**Directions for this task**
How many lines of the records below contain the word "silver"? Reply with the number alone.

**Rows**
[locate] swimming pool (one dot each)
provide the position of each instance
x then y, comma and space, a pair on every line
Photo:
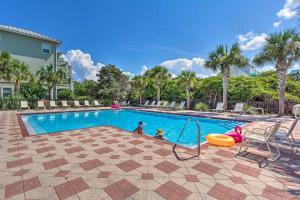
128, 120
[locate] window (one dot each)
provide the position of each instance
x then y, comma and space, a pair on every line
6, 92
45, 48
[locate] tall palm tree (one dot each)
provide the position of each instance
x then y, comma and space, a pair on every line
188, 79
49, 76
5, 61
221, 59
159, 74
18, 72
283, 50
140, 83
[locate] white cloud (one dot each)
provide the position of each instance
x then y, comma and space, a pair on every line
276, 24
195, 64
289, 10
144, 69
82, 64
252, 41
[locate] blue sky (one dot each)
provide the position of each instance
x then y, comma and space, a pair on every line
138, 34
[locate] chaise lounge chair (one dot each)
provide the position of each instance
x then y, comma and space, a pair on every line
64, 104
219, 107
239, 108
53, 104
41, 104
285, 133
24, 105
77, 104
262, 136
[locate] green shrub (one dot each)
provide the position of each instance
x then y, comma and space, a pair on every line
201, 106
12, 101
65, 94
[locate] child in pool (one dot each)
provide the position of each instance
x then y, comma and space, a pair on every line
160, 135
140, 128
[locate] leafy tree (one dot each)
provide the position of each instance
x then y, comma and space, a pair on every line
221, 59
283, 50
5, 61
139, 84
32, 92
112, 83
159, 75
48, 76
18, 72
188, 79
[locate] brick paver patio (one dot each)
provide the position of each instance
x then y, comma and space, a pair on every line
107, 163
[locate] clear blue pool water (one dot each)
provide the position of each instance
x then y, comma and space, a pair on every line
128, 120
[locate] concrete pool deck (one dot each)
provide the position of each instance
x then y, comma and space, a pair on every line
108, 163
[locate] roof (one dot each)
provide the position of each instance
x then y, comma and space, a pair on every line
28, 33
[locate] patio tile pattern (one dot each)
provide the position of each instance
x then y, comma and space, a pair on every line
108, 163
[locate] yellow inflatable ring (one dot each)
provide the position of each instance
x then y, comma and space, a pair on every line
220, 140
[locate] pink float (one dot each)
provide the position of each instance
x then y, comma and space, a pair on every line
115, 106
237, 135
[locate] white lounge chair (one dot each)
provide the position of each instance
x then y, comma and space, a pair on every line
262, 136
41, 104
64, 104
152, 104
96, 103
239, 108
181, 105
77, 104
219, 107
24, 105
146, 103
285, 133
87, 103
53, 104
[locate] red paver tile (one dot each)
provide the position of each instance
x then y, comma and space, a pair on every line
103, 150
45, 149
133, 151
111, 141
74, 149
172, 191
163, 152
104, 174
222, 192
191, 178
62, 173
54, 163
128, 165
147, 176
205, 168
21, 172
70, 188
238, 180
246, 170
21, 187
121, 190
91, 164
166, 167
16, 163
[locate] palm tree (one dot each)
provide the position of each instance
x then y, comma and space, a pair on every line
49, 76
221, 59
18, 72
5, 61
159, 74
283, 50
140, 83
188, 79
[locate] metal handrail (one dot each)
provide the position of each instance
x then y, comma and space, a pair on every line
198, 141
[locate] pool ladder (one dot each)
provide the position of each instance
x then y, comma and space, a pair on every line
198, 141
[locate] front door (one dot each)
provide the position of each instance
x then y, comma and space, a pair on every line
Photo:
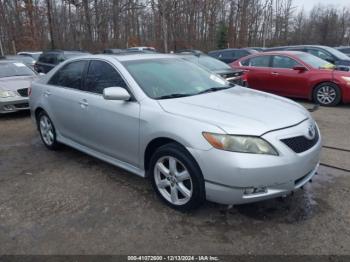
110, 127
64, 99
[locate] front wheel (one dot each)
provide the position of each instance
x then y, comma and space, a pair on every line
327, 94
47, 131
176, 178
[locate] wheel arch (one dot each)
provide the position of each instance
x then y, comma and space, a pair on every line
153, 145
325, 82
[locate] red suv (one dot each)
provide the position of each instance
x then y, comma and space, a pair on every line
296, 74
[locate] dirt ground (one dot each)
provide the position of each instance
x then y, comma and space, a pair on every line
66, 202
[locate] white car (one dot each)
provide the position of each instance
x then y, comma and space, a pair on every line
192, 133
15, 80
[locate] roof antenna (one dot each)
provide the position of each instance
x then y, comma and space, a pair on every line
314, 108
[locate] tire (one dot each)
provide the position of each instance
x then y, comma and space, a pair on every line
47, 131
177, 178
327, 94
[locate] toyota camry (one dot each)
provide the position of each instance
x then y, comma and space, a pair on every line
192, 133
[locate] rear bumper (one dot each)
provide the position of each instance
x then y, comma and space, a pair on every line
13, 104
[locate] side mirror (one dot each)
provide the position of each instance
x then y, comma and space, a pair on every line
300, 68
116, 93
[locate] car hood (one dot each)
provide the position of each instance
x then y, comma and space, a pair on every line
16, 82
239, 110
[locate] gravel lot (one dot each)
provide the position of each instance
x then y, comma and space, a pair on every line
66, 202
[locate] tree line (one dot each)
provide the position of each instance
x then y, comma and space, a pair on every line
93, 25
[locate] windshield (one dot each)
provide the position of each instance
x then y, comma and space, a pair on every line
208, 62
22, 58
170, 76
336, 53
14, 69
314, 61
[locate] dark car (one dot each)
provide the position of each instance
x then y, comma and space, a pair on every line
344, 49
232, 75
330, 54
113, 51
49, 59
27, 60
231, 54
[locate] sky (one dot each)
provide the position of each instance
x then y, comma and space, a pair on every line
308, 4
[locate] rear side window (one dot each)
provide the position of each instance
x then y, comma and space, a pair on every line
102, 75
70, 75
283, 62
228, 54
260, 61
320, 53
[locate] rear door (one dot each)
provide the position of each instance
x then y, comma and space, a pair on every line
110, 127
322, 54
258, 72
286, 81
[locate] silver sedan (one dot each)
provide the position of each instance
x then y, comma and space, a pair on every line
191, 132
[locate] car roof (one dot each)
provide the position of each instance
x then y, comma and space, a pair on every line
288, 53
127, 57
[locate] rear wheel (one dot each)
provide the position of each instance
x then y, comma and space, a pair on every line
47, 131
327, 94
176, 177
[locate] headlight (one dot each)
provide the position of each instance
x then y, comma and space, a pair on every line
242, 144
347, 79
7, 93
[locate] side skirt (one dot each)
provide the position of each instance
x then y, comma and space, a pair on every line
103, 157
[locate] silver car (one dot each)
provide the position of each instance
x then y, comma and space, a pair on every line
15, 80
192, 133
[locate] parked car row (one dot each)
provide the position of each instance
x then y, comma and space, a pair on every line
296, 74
* * *
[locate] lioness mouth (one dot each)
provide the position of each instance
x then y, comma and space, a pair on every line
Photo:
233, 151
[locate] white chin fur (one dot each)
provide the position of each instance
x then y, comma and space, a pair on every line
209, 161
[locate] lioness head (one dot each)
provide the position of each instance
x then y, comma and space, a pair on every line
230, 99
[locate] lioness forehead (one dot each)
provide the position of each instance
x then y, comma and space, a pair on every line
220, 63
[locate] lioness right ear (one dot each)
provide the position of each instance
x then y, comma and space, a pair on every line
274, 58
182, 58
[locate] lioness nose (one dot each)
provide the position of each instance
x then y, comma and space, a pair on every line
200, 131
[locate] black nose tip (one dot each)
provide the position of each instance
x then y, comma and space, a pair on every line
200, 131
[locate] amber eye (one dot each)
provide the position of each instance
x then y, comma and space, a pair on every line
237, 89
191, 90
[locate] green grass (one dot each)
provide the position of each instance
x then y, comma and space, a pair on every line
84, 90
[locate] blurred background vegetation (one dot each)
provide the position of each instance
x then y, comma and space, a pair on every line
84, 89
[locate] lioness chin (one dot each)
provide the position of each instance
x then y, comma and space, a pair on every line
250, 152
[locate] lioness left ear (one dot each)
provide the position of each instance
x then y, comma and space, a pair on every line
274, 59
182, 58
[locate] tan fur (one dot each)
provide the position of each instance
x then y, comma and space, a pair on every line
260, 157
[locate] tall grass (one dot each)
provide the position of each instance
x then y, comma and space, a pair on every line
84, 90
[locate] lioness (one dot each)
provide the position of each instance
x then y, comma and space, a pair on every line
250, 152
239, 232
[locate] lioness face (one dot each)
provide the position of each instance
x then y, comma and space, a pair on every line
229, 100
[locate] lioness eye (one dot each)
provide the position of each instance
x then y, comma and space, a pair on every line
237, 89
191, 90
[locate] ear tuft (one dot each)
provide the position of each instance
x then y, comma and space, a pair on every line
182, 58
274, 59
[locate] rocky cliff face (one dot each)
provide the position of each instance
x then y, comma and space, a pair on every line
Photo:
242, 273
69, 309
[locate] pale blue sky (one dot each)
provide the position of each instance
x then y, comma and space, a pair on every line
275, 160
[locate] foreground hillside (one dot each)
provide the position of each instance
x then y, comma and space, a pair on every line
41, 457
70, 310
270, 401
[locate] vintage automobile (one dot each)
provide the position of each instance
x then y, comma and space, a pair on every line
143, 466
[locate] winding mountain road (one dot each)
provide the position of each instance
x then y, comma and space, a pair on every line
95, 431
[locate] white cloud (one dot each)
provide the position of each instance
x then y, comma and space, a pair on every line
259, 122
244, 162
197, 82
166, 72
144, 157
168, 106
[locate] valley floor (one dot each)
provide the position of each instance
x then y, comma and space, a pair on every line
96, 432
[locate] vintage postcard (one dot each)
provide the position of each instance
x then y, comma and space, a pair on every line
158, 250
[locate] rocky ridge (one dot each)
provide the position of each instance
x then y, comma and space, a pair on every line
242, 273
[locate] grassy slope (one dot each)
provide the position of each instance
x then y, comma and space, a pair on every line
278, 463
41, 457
--
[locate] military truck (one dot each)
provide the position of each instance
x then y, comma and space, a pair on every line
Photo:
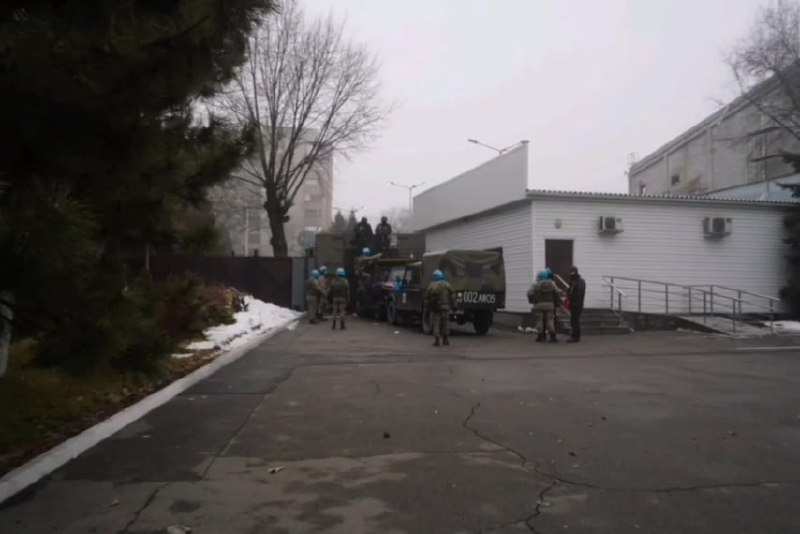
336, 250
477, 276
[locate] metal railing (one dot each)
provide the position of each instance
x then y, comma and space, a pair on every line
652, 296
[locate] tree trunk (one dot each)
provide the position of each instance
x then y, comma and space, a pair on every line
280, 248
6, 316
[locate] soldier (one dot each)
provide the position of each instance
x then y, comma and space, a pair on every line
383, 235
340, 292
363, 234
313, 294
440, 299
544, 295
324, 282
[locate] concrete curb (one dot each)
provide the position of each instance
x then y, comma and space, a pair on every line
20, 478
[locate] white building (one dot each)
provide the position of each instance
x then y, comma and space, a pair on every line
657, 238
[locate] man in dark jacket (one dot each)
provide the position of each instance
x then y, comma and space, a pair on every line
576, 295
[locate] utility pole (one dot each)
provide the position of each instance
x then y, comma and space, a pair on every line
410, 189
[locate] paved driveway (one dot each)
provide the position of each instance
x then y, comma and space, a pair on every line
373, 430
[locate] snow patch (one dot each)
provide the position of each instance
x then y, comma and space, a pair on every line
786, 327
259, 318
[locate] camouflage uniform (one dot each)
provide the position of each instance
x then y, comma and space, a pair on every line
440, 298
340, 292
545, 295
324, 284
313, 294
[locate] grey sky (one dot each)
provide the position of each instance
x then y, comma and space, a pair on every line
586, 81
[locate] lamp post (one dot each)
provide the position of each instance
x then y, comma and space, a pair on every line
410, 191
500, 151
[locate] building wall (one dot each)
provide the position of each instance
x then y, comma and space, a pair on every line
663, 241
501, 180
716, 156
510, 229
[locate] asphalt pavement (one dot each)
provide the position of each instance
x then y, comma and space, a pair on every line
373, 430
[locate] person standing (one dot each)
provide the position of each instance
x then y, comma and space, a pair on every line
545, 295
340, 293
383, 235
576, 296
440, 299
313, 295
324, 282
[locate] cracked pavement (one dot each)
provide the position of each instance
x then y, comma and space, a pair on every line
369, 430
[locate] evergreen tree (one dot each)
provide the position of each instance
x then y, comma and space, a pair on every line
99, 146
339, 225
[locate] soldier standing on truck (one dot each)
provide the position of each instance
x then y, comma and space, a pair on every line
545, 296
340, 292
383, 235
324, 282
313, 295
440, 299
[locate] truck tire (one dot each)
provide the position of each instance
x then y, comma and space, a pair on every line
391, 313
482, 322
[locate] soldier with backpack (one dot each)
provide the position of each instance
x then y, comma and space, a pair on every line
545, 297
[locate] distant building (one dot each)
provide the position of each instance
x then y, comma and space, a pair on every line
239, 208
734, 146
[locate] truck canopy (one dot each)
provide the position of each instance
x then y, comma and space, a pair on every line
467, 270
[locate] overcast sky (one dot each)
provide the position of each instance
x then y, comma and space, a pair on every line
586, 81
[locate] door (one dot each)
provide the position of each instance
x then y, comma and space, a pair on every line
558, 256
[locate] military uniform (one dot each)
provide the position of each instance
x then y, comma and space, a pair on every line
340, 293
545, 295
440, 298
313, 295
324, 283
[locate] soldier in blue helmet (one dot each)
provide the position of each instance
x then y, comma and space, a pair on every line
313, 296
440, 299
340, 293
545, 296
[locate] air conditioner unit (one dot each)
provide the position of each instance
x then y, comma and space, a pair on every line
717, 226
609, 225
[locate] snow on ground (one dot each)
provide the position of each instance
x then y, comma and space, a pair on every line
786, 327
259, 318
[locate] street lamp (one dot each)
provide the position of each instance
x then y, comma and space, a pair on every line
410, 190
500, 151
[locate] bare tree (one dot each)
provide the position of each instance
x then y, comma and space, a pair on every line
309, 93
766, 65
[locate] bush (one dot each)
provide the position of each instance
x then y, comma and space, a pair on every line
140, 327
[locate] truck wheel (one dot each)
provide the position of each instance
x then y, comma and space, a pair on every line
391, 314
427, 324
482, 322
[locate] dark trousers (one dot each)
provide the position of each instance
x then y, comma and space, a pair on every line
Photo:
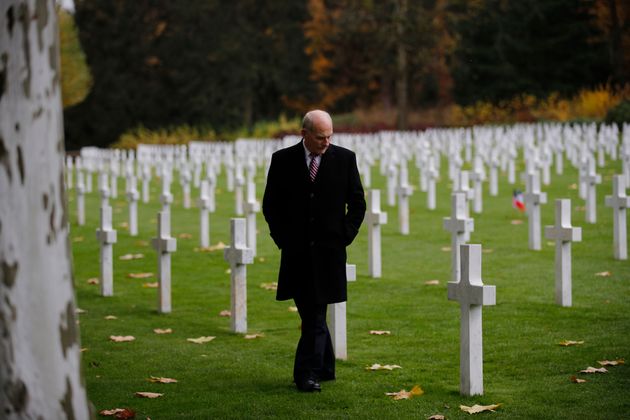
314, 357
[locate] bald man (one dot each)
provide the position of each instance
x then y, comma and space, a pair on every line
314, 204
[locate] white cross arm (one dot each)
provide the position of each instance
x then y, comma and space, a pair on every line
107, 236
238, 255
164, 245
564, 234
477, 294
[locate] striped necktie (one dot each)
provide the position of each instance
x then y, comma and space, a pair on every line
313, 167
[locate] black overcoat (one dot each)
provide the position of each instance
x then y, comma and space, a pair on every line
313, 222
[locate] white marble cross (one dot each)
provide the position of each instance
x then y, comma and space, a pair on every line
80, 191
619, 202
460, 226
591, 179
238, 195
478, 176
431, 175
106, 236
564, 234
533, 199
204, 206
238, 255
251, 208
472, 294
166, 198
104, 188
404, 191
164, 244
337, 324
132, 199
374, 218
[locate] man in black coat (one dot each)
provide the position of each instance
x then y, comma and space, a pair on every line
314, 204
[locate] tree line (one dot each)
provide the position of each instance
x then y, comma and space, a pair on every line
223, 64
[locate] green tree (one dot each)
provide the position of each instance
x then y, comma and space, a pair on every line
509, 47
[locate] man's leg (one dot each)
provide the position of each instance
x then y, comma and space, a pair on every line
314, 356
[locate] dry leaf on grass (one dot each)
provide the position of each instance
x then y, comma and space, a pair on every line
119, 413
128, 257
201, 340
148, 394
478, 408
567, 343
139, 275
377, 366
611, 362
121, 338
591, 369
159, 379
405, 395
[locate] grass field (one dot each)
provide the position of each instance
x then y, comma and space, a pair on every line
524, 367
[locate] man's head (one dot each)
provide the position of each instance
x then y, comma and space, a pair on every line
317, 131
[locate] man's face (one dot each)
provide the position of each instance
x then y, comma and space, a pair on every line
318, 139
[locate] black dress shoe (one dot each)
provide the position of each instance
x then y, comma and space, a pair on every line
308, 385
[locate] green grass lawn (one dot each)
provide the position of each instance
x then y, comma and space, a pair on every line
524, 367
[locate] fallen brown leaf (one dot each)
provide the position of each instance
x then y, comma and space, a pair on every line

**Exercise response**
2